*Task objective*. Write out all of the records exactly once more and skip the images.

---+---

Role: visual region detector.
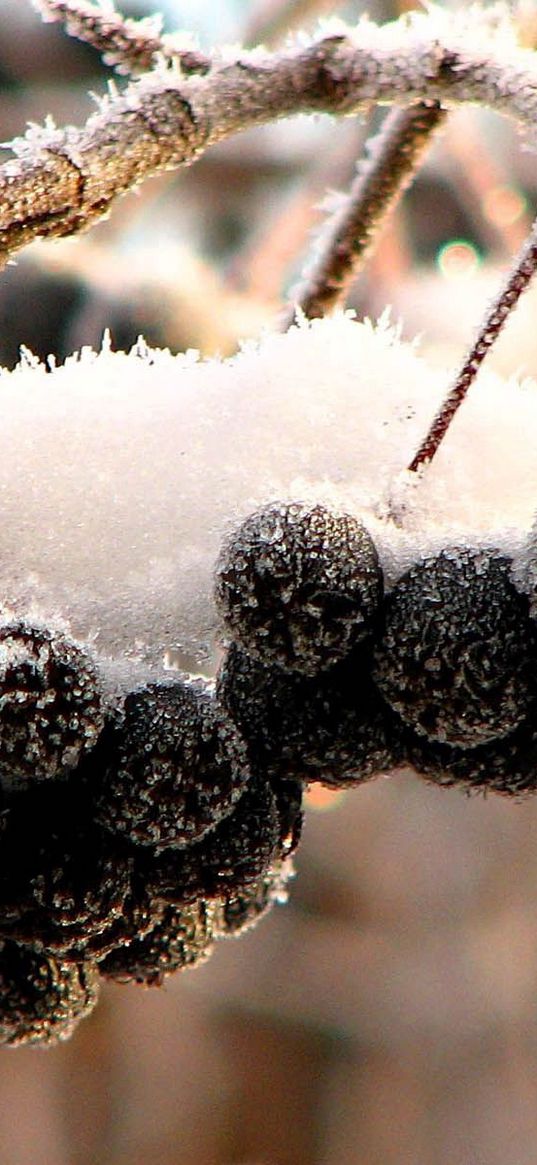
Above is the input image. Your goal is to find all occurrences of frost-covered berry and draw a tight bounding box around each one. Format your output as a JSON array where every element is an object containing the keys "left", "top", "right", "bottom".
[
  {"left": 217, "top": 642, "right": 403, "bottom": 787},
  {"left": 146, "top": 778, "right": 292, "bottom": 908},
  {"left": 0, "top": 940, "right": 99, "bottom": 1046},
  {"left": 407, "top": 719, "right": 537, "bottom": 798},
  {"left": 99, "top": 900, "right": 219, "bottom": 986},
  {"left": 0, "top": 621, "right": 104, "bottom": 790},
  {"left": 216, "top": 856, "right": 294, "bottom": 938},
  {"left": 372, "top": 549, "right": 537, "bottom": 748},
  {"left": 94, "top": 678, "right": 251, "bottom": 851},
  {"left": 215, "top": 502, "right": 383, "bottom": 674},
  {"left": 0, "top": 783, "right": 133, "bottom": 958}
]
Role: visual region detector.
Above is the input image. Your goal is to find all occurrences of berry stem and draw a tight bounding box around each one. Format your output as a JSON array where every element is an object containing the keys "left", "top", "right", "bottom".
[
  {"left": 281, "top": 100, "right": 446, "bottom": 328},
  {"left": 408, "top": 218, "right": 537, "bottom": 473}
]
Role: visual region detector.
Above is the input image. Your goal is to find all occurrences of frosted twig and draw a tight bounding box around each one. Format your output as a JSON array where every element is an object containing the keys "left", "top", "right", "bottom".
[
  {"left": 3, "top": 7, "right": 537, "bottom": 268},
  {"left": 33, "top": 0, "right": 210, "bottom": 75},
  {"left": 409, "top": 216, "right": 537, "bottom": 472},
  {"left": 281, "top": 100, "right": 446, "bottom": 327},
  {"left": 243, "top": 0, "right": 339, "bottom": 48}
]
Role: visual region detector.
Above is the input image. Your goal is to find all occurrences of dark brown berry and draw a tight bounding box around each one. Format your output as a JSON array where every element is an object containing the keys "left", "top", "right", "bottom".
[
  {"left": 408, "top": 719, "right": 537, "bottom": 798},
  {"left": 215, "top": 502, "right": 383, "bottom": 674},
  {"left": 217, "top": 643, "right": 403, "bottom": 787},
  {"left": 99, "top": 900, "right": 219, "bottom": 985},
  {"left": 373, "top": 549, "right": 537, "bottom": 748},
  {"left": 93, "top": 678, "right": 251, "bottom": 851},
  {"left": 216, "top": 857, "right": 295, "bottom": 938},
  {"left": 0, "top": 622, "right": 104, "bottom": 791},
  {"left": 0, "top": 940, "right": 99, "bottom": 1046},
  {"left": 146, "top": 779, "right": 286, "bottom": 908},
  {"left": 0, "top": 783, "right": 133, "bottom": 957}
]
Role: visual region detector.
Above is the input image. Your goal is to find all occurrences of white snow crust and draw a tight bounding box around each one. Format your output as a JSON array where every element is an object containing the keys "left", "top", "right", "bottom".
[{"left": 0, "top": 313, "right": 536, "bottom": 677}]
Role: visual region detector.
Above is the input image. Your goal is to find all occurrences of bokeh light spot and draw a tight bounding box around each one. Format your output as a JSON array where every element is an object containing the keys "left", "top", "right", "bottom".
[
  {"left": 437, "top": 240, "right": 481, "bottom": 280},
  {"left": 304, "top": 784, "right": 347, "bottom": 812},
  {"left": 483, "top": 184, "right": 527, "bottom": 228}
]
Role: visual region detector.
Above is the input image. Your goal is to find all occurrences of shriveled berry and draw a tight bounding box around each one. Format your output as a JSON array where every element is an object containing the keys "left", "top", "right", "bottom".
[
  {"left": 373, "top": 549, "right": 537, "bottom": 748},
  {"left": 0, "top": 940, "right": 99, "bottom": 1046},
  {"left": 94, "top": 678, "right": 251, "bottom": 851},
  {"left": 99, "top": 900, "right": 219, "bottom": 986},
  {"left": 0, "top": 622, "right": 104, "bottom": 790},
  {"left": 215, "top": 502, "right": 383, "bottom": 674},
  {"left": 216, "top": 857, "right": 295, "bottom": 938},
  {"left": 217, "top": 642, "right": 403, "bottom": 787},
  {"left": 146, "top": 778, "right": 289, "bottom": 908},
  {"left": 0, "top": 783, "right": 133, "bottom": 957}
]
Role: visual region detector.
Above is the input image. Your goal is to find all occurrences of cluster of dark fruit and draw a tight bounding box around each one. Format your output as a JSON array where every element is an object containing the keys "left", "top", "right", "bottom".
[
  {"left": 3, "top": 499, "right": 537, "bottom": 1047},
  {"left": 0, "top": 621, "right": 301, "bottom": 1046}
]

---+---

*Answer to the exercise*.
Role: visual region detector.
Above is the input image. Your goal is to find all occurrences of frost-covered berry and draw a tight bounding box around each one. Format your output as a JSON array where every element is an object containing the keys "left", "top", "right", "bottom".
[
  {"left": 217, "top": 642, "right": 403, "bottom": 787},
  {"left": 146, "top": 778, "right": 292, "bottom": 908},
  {"left": 0, "top": 940, "right": 99, "bottom": 1046},
  {"left": 407, "top": 719, "right": 537, "bottom": 798},
  {"left": 99, "top": 900, "right": 219, "bottom": 986},
  {"left": 0, "top": 621, "right": 104, "bottom": 790},
  {"left": 216, "top": 856, "right": 294, "bottom": 938},
  {"left": 372, "top": 549, "right": 537, "bottom": 748},
  {"left": 94, "top": 678, "right": 251, "bottom": 851},
  {"left": 215, "top": 502, "right": 383, "bottom": 674},
  {"left": 0, "top": 783, "right": 133, "bottom": 958}
]
Role: visual region detector.
Above is the input image. Your goal is to find all occurrences of berry stem and draw a tight bounding box around each one. Format your output as a JSON array where every element is an object containing the keys "left", "top", "right", "bottom".
[
  {"left": 281, "top": 100, "right": 446, "bottom": 328},
  {"left": 408, "top": 218, "right": 537, "bottom": 473}
]
Role: visual region detector.
Above is the input image. Your goal is to find all occurrences of frosted twig and draw a tight bounding box around each one. Format your output as a JSON array where every element is an object containing the keys "left", "top", "right", "bottom".
[
  {"left": 3, "top": 7, "right": 537, "bottom": 268},
  {"left": 33, "top": 0, "right": 210, "bottom": 75},
  {"left": 409, "top": 216, "right": 537, "bottom": 472},
  {"left": 281, "top": 100, "right": 446, "bottom": 327},
  {"left": 243, "top": 0, "right": 339, "bottom": 48}
]
Role: visual region detector.
Above is the input image. Your goal is to find all occurrences of dark brown berry and draw a tight bounding box around each one. Format your output as a JSON array where every element is an object containing the keys "left", "top", "right", "bottom".
[
  {"left": 408, "top": 719, "right": 537, "bottom": 798},
  {"left": 215, "top": 502, "right": 383, "bottom": 674},
  {"left": 217, "top": 643, "right": 403, "bottom": 787},
  {"left": 99, "top": 900, "right": 219, "bottom": 985},
  {"left": 373, "top": 549, "right": 537, "bottom": 748},
  {"left": 93, "top": 678, "right": 251, "bottom": 851},
  {"left": 216, "top": 857, "right": 295, "bottom": 938},
  {"left": 0, "top": 622, "right": 104, "bottom": 791},
  {"left": 0, "top": 940, "right": 99, "bottom": 1046},
  {"left": 146, "top": 779, "right": 286, "bottom": 908},
  {"left": 0, "top": 783, "right": 133, "bottom": 957}
]
Role: visual region detector.
Above is the input image. Your goal is to find all occurrences of white snow crust and draw a tight bounding box around each one. Format your output as a JSON array where every element is an object containing the keys "left", "top", "right", "bottom".
[{"left": 0, "top": 313, "right": 536, "bottom": 677}]
Role: visual region detector.
Above is the input image. Your goal is to find all occurrences of bokeh light spot and draw a tight bounding box around each one. Format your output as a JSON array where every element is an object containing the keys "left", "top", "right", "bottom".
[
  {"left": 437, "top": 240, "right": 481, "bottom": 280},
  {"left": 304, "top": 784, "right": 347, "bottom": 812},
  {"left": 483, "top": 184, "right": 527, "bottom": 228}
]
Role: visual region detector.
Above is the input image. Your goal is to find all occurrences of shriveled berry and draw a tight bounding box around each one. Format your output as a JSON array where every element is an object containing the keys "left", "top", "right", "bottom".
[
  {"left": 373, "top": 549, "right": 537, "bottom": 748},
  {"left": 0, "top": 940, "right": 99, "bottom": 1046},
  {"left": 94, "top": 678, "right": 251, "bottom": 851},
  {"left": 99, "top": 900, "right": 219, "bottom": 986},
  {"left": 0, "top": 622, "right": 104, "bottom": 790},
  {"left": 215, "top": 502, "right": 383, "bottom": 674},
  {"left": 216, "top": 857, "right": 295, "bottom": 938},
  {"left": 217, "top": 642, "right": 403, "bottom": 787},
  {"left": 146, "top": 778, "right": 289, "bottom": 908},
  {"left": 0, "top": 783, "right": 133, "bottom": 957}
]
Role: visual region detector.
Above is the input image. Your goal is to find all occurrences of cluster of dark fruit and draw a tight bounding box around each one. Format your output as a JSON array where every element is an object containing the keys "left", "top", "right", "bottom".
[
  {"left": 3, "top": 499, "right": 537, "bottom": 1047},
  {"left": 0, "top": 621, "right": 301, "bottom": 1046}
]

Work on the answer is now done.